• [TEXT SEGMENT]
▼
Known affectionately by her initials, AOC, Alexandria Ocasio-Cortez was born October 13, 1989 of a poor Puerto Rican woman. When her father died, the mother was left to struggle for the upkeep of the two children. The last straw was when the single mother was threatened with a foreclosure, which the family had to fight off to avoid the loss of their home.

The youngest woman ever in U.S. Congress

The newcomer majored in international relations and economics at Boston University, graduating cum laude in 2011. After college, she moved back to the Bronx, where she worked a job waiting tables and tending a bar in New York City’s Union Square, where she began her congressional campaign. In the meanwhile, her mother cleaned houses and drove school buses.

Since January 3, 2019, Ocasio-Cortez has been the United States Representative for New York’s 14th congressional district which includes parts of The Bronx and Queens. She first earned the nation’s respect by defeating the ten-term incumbent Congressman and Democratic Caucus Chair, Joe Crowley, and scoring one of the biggest upset victories in the 2018 midterm election primaries – June 26, 2018.

In the general election – November 6, 2018 – she next trounced the Republican opponent, Anthony Pappas, making her – at age 29 – the youngest woman ever to serve in the United States Congress. [How about that! as we used to exclaim in a game of cricket in secondary school – and even as one recalled how the boyish David floored the giant Goliath. In her case she knocked out two political giants in a few months’ swoop.]

A member of the Democratic Socialists of America, Ocasio-Cortez has advocated for a progressive platform that includes establishing a Green New Deal, infrastructure projects for renewable energy, free public college and trade school education, and a 70% marginal tax rate for incomes above $10 million.

U.S. Congresswoman Alexandria Ocasio-Cortez

Of grit and character

In recounting a victory, Ocasio-Cortez said, “For 80 percent of this campaign, I operated out of a paper grocery bag hidden behind [the] bar”. A patron at the bar helped design her fliers and campaign literature; and in-between shifts at the restaurant, she assembled her campaign materials, changed her clothes from the bag, and stormed out canvassing.

Her example of grit and character showcased the hefty differences between an unknown starter handicapped to scoop life with bare knuckles and the privileged others fed off silver spoons. As the allied military commander of World War II fame (and later 34th U.S. President) Dwight Eisenhower (1890 – 1969) once quoted the American writer, Mark Twain (1835 – 1910): What matters in a fight is not the size of the dog, but the size of the fight in the dog.
▲
• [YOUR TASKS]
(1) Quote everything in the Ocasio-Cortez profile from "Her example of" down to "in the dog.".
(2) In the Ocasio-Cortez profile, turn the paragraph beginning "A member of the Democratic Socialists of America" into a short list that keeps its main facts.
(3) Carry on the Ocasio-Cortez profile, picking up right after its final sentence, the Mark Twain quotation about the dog.
The records that follow were taken from a separate source.

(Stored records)
▼
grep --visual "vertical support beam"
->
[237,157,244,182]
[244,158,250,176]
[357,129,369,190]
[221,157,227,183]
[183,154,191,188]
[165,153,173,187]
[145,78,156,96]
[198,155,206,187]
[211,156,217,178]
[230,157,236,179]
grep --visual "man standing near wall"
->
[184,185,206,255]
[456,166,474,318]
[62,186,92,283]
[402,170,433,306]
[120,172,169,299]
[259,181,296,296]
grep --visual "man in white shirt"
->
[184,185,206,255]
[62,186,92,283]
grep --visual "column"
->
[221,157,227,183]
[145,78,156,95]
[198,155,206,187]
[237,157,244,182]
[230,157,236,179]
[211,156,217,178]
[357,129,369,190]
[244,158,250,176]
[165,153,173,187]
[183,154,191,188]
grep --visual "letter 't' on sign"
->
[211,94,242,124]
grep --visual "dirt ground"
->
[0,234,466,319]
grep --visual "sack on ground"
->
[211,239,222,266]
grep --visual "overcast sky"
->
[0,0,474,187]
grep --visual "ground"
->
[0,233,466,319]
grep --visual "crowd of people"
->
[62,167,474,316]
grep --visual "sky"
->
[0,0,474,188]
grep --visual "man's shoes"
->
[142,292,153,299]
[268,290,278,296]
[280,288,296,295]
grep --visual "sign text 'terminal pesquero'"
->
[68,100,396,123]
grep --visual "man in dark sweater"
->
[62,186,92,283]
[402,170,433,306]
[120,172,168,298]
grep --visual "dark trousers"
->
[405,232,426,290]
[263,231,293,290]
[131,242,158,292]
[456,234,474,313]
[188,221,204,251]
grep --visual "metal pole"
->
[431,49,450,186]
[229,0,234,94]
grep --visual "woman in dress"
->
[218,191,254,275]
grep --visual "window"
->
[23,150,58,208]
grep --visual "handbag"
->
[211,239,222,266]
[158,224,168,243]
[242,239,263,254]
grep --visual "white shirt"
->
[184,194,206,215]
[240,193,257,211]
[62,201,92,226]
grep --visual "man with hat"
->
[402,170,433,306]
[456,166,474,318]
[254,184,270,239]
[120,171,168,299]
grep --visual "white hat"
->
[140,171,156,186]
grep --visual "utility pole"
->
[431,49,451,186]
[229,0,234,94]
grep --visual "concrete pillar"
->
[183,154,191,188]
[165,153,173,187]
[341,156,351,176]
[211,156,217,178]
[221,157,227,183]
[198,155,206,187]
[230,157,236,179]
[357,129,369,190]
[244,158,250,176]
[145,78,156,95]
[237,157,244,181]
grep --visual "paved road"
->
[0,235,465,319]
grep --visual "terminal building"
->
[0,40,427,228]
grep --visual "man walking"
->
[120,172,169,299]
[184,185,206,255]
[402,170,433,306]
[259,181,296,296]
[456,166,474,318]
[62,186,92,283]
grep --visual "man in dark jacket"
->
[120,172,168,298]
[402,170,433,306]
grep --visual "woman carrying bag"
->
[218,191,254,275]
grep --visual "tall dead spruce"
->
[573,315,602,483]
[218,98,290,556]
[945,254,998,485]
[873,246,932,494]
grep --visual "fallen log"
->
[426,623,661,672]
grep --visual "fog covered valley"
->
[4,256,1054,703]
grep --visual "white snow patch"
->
▲
• [FINAL ANSWERS]
(1)
Her example of grit and character showcased the hefty differences between an unknown starter handicapped to scoop life with bare knuckles and the privileged others fed off silver spoons. As the allied military commander of World War II fame (and later 34th U.S. President) Dwight Eisenhower (1890 – 1969) once quoted the American writer, Mark Twain (1835 – 1910): What matters in a fight is not the size of the dog, but the size of the fight in the dog.

(2)
- Member of the Democratic Socialists of America
- Supports a progressive platform that includes:
  - a Green New Deal
  - infrastructure projects for renewable energy
  - free public college and trade school education
  - a 70% marginal tax rate on incomes above $10 million

(3)
Of white privilege and the winds of change

Resonance may be defined as “a catalyzing agent that provokes change within a system, causing amplification”. In the last mid-term elections in the U.S., the number of women and winning candidates of colour demonstrates how a critical mass movement matters, and how the status quo politics – veering dangerously close to authoritarianism and racism – has been shifted off its dooming course, for a progressive new beginning.

A noted columnist, George F. Will, commented on a new book, “How the right lost its mind,” as follows: “When gale-force winds blew through politics in 2016, leaving moral and institutional wreckage in their wake, many conservatives went into a crouch.” The author of the book in question, Charles J. Sykes, described “how the American conservative movement came to lose its way.” He asked how a party defined by Abraham Lincoln (1809 – 1865) for its belief “in individual liberty, free markets, traditional values, and civility find itself embracing bigotry, political intransigence, demagoguery, and outright falsehood?”

Until the election of the African-American Barack Obama as the 44th president of the U.S., his predecessors were all men, white, privileged, and mostly old and rich. The same picture represented the U.S. Congress – the Senate and House of Representatives – for both the Republican and Democratic parties. And now here comes an avalanche of congressmen representing the true demographics of real America: women, coloured, poor, Muslim, etc. all challenging the status quo of rich, white, male privilege. Imagine the discomfort of the historically privileged!

In the novel “The Great Gatsby”, the American author, F. Scott Fitzgerald (1896 – 1940) must have cautioned people of privilege when he wrote: “just remember that all people in this world haven’t had the advantages that you’ve had.” The changes were coming but not as fast as was ever thought.

The green new deal

Asked about her mission, Ocasio-Cortez said in an interview: “We have chosen not to see people in this country until the majority of us have become unseen economically. Working people are not seen in congress. Working people are not seen in policy making. Until we realize that the majority of Americans are working and working poor, and we are not seen, it’s time for us to be seen.”

Motivated by the 32nd U.S. President, Franklin D. Roosevelt (1882 – 1945) for a green new deal, she continued, “And that is what this moment demands right now. This is going to be the great society, the moon shot, and the civil rights movement of our generation. That is the scale of the ambition that this movement is going to require.”

May the good God continue to give this bright conscientious young woman wisdom, health and stamina! What she’s dedicated her youthful energies for is precisely what America needs now. Amen!